> TASK GOAL: Give the part of the piece on the London Olympics that opens with the words "The newly-built venues" and closes with "brutal financial meltdown.", swapping "white elephants" for "empty arenas".

> PASSAGE TO READ:
After the spectacular
2008 Beijing Olympics, I wrote: “Imitation, Emerson said, is suicide. London
will do well simply by being itself. If it can provide the color, food, music,
and all the heartaches, improvisations and exhilarations of a messy democracy,
and avoid going into debt, the 30th Olympiad should be a resounding success.
The newly-built venues and stadiums must be converted into usable space -
housing, office, hospital - within a month after the Olympics is over, with
hopefully green technology leading the way. London must show the world that the
host city doesn't have to be saddled with white elephants when the athletes and
the visitors leave.”
Last night’s opening
ceremony certainly gave viewers hope that Britain will come out better and
stronger after the Olympics are over, even as the nation currently fights a
brutal financial meltdown.
Some of the skits
in the ceremony fell flat. I found “Mr. Bean” straining to be funny. It was like
tickling someone to get a laugh. In contrast, I was blown away by Queen
Elizabeth and Daniel “James Bond” Craig. For a moment I really thought the Queen
had been practicing jumping off a helicopter, with 007 offering encouragement. To
be able to infuse royalty with eccentric humor is a sign of self-assurance. The
history lessons from the land of Shakespeare, Newton and J.K. Rowling were delivered
with comedy in mind and so went down easily. And in this digital age, how can a
Romeo secure the heart of his Juliet? By recovering Juliet’s lost iPhone, of
course, and returning it to her. A kiss then is not just a kiss but a fusion of
texting and longing.

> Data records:
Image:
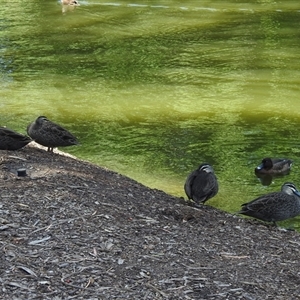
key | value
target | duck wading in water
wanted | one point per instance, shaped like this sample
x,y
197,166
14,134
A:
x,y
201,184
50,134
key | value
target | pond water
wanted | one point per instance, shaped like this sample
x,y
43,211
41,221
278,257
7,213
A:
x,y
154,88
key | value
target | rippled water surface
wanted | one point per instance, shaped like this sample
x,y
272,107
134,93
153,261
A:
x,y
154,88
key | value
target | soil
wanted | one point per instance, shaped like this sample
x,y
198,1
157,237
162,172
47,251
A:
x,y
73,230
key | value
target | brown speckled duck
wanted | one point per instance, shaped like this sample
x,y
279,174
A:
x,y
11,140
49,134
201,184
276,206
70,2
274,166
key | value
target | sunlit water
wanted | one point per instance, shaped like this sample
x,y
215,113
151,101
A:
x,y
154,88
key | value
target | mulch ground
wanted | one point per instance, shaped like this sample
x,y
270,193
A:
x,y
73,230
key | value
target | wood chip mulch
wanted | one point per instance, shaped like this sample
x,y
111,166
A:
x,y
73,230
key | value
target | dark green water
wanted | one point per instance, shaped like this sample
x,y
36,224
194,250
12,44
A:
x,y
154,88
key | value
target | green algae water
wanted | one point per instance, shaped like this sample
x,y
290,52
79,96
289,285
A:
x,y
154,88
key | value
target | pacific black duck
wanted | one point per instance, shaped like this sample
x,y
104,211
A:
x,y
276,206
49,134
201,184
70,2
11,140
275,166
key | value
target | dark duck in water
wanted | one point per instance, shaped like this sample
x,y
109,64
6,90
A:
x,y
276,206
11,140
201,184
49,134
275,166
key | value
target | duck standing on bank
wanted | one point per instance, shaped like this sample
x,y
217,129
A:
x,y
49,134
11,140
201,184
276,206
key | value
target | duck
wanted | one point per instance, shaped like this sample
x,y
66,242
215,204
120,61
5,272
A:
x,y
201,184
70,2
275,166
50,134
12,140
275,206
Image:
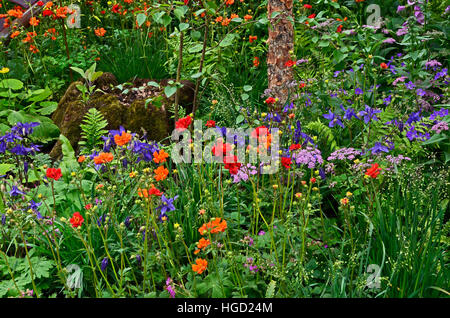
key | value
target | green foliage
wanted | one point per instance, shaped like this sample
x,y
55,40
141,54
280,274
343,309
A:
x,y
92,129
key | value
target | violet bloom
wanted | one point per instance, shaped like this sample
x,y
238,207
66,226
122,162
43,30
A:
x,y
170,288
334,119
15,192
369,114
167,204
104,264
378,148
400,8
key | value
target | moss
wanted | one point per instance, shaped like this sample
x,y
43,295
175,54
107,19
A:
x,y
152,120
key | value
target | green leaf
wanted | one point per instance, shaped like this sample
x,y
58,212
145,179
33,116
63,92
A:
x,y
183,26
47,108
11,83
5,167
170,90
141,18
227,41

* * *

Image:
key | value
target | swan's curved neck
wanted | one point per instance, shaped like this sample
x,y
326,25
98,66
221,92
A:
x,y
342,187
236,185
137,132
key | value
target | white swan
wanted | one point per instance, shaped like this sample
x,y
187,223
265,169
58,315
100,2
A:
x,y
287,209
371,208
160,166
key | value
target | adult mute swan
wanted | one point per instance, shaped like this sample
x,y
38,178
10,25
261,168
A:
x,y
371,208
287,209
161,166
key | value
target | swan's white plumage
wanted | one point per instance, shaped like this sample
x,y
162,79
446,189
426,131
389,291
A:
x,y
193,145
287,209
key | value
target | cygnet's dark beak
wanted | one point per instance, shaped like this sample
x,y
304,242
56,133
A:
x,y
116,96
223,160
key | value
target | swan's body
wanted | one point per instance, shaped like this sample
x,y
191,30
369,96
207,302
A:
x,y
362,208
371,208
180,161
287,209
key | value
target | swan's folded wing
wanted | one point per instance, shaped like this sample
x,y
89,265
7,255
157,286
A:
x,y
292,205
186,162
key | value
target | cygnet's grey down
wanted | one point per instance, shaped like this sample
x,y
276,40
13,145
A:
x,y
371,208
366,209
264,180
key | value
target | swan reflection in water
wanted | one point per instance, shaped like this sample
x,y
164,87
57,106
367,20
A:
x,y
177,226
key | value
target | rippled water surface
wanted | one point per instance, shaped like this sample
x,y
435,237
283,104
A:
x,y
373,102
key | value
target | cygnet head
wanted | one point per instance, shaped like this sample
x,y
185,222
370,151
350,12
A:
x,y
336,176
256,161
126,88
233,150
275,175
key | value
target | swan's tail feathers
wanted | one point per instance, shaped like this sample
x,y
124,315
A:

* * *

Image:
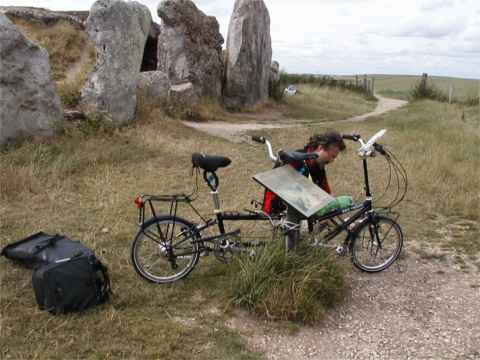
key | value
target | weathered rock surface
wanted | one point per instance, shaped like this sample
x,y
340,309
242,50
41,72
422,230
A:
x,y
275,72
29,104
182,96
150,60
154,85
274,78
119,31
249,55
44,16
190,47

> EXERCISE ANSWER:
The newly-built venues and stadiums must be converted into usable space -
housing, office, hospital - within a month after the Olympics is over, with
hopefully green technology leading the way. London must show the world that the
host city doesn't have to be saddled with empty arenas when the athletes and
the visitors leave.”
Last night’s opening
ceremony certainly gave viewers hope that Britain will come out better and
stronger after the Olympics are over, even as the nation currently fights a
brutal financial meltdown.